→ **Region labeling records**:
:::::

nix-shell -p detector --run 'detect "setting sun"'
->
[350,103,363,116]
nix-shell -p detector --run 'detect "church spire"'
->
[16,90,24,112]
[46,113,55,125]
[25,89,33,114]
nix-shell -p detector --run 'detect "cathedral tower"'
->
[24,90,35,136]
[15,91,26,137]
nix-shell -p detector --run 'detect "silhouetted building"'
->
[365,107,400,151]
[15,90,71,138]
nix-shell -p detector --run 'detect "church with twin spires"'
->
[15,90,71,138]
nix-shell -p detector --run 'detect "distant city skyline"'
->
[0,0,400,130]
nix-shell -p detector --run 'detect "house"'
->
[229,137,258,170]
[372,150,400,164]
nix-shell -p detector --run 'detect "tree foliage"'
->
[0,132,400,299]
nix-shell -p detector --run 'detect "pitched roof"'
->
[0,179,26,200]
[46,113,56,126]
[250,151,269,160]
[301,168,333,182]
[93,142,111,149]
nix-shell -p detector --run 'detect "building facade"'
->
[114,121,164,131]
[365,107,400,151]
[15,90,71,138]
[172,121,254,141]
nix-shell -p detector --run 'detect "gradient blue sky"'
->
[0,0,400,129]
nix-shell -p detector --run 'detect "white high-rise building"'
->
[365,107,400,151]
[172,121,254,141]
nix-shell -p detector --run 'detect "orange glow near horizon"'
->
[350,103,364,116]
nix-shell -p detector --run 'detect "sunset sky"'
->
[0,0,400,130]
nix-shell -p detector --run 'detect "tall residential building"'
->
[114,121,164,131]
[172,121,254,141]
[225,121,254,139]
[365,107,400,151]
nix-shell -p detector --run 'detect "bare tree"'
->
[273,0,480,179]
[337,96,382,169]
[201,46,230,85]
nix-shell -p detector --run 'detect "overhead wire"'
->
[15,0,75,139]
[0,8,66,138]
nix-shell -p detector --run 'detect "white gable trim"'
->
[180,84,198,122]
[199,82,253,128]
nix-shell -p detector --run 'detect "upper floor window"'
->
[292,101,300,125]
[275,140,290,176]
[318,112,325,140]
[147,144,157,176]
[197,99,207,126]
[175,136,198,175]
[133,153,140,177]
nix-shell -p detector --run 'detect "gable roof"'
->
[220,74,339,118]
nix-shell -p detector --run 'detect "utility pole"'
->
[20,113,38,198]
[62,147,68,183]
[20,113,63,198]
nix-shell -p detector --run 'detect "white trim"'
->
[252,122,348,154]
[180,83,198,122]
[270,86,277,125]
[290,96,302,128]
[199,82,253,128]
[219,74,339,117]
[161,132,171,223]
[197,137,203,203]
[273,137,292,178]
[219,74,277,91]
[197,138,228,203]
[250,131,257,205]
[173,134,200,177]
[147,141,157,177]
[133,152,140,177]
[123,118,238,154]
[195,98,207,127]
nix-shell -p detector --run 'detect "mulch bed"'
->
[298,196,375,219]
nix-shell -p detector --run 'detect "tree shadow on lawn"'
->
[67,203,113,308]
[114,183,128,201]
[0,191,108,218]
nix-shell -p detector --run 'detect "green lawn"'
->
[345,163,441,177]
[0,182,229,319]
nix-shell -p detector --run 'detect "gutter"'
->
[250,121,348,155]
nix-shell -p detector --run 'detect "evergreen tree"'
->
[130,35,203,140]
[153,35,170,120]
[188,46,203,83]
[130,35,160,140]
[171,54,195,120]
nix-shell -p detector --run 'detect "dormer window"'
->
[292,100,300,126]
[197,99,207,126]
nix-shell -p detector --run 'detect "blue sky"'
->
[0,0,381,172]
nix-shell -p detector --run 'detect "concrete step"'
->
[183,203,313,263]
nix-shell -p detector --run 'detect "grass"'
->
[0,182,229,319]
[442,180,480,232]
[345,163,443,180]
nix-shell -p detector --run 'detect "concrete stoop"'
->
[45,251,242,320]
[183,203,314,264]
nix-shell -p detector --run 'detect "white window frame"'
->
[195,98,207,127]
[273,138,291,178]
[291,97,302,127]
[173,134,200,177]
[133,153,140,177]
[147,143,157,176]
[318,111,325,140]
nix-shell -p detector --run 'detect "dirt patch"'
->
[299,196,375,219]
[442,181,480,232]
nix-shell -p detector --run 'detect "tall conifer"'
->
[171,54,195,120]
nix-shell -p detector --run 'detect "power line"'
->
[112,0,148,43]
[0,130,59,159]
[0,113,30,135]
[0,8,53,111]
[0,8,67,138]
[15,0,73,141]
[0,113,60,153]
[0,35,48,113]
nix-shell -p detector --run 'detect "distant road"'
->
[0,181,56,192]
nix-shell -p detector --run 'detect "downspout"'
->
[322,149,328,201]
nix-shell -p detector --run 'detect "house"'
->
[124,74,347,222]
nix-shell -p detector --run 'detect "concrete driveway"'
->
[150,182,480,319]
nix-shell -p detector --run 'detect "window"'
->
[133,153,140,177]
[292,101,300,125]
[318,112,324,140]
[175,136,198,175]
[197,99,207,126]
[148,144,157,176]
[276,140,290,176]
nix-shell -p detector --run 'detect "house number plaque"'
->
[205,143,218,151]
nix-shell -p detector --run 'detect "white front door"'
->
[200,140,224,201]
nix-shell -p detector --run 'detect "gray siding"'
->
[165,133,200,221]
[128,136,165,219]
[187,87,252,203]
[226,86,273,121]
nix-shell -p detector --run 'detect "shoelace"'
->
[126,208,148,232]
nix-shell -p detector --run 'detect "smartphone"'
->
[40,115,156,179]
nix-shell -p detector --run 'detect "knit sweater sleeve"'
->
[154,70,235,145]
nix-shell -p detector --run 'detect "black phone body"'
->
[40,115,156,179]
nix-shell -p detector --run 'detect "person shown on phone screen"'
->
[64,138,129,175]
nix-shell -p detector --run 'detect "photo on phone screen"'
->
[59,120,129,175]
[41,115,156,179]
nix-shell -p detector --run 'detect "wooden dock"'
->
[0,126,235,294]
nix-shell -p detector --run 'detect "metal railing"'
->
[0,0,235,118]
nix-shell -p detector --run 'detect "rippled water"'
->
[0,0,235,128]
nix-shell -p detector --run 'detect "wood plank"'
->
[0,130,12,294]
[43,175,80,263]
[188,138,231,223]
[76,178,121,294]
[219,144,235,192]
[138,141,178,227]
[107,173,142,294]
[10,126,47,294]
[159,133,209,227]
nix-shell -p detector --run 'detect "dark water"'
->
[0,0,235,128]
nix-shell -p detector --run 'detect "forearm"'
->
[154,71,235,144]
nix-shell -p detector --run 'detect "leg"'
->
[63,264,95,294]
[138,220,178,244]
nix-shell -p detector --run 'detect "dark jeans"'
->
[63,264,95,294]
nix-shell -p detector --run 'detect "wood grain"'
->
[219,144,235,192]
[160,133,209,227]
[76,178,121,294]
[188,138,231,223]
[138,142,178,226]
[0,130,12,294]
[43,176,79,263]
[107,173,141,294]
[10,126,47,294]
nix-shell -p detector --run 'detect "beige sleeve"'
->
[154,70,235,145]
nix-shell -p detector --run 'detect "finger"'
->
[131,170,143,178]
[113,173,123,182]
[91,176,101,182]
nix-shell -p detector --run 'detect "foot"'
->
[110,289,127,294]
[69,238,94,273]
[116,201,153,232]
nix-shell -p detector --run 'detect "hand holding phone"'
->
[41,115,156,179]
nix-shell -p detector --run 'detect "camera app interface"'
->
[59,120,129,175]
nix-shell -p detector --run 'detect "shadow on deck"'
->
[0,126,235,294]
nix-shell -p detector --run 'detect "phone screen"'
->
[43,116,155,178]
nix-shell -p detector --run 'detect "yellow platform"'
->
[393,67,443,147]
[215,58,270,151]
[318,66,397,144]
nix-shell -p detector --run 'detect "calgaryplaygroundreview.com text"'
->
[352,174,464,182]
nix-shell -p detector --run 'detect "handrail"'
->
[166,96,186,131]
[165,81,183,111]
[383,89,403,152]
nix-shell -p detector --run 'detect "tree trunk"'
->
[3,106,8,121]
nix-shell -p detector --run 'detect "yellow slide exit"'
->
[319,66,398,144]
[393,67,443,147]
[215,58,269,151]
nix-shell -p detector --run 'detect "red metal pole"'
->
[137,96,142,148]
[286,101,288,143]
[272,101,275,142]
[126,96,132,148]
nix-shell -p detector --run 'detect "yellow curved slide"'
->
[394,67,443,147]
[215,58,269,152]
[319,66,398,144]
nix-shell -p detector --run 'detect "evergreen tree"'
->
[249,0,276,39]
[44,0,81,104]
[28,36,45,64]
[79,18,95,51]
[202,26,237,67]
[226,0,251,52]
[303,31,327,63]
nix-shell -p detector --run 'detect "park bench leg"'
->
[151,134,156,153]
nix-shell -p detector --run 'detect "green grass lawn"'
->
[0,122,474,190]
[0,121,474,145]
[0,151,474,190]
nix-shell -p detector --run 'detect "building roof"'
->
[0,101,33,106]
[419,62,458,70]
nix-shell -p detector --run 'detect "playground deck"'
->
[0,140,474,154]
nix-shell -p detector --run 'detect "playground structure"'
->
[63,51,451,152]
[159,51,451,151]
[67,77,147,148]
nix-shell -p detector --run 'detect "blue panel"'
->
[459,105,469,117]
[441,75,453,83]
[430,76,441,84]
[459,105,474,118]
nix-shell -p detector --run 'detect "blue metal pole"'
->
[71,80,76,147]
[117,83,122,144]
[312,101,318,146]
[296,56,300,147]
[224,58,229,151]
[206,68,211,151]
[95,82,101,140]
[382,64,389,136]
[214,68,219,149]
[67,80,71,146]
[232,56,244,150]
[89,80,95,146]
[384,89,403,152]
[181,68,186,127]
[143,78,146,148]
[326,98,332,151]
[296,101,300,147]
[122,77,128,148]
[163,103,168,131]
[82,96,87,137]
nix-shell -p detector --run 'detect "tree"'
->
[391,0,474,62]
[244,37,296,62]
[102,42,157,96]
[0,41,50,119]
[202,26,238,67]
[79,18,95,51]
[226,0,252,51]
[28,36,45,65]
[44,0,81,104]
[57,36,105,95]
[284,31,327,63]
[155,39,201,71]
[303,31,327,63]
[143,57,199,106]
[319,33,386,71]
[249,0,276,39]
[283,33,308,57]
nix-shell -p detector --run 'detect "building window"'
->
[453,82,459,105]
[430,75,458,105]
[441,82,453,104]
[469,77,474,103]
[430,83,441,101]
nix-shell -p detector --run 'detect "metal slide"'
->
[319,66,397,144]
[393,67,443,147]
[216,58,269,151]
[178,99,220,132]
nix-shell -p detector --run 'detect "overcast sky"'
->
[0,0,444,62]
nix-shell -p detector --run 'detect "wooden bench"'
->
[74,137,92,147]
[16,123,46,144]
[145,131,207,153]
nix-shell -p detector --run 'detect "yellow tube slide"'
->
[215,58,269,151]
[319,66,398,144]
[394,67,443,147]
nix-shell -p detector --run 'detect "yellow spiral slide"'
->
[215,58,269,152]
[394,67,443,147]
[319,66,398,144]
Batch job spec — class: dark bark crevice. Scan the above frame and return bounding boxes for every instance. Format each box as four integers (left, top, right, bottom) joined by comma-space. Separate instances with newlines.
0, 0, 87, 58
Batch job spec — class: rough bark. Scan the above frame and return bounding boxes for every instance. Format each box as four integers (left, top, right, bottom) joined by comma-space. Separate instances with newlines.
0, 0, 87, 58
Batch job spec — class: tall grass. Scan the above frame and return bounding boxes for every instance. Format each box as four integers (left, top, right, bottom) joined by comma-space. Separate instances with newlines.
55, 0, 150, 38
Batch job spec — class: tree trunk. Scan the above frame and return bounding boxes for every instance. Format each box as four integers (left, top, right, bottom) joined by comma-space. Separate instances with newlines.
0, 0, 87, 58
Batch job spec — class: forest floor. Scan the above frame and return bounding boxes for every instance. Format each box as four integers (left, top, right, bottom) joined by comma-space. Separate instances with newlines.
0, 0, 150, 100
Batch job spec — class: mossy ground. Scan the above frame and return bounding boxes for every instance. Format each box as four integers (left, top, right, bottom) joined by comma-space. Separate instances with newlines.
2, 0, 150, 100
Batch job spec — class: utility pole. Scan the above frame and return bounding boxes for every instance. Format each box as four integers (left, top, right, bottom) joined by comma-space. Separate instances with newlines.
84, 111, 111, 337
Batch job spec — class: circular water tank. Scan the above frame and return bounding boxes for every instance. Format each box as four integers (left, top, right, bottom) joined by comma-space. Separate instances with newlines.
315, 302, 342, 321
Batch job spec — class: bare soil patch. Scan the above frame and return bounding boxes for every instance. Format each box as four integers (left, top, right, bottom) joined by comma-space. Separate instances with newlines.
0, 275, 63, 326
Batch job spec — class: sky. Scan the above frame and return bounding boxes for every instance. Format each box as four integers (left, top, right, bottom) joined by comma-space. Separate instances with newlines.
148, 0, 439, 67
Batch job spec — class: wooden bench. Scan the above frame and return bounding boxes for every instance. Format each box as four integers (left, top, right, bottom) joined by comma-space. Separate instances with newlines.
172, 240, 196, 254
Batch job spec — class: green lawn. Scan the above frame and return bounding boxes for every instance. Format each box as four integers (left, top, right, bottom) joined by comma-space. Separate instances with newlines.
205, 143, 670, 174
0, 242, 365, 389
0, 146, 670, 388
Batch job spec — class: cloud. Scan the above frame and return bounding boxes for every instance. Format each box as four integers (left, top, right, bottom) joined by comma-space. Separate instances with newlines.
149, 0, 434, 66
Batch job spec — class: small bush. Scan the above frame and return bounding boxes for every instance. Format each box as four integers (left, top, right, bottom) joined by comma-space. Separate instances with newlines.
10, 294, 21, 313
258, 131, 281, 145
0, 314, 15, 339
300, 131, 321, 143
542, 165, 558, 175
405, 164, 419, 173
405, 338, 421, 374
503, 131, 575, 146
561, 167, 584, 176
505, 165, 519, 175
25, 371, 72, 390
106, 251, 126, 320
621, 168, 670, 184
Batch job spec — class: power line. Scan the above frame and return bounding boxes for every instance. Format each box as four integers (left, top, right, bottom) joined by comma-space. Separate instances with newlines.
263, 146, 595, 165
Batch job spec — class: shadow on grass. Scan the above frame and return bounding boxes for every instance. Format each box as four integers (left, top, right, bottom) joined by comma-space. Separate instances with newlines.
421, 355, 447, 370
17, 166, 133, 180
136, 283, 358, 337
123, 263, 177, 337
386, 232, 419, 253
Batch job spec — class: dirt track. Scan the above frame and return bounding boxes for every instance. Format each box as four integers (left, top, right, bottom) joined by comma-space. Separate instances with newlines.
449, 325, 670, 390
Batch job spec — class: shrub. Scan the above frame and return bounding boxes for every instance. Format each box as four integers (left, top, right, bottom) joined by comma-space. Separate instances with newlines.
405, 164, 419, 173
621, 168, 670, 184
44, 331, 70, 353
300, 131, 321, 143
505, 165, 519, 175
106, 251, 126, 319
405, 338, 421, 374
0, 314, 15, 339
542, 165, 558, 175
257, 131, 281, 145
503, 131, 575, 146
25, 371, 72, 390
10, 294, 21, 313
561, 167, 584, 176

:::::

→ **Challenge**:
Copy out, unchanged, the lines starting at the line containing "Batch job spec — class: wooden" up to and including the line containing "263, 146, 595, 165".

→ **Solution for this task**:
Batch job spec — class: wooden bench. Scan the above frame and return bounding boxes for every instance. Format each box as four integers (left, top, right, bottom) joined by comma-space. Separate instances with newlines.
172, 240, 196, 254
Batch job spec — class: green lawn. Scan the above frame and return bounding boxes for every instance. Format each box as four integers (left, top, right, bottom) joined by comma-space. Separate instances with newlines.
205, 143, 670, 174
0, 242, 365, 389
0, 146, 670, 388
Batch job spec — class: cloud. Scan the above frame and return bounding boxes for every instance. Format each box as four integers (left, top, right, bottom) joined by comma-space. Separate instances with newlines.
149, 0, 434, 66
Batch job spec — class: small bush. Scan the above frame and return bounding boxes for every instance. Format each box as four integers (left, top, right, bottom) joined by comma-space. Separate instances with newlines.
10, 294, 21, 313
258, 131, 281, 145
0, 314, 15, 339
300, 131, 321, 143
542, 165, 558, 175
405, 164, 419, 173
405, 338, 421, 374
503, 131, 575, 146
561, 167, 584, 176
505, 165, 519, 175
25, 371, 72, 390
106, 251, 126, 320
621, 168, 670, 184
Batch job spec — class: power line. Scan the above frame and return bounding boxes for every instance. Format each box as four integers (left, top, right, bottom) joined by comma-space. Separate instances with newlines.
263, 146, 595, 165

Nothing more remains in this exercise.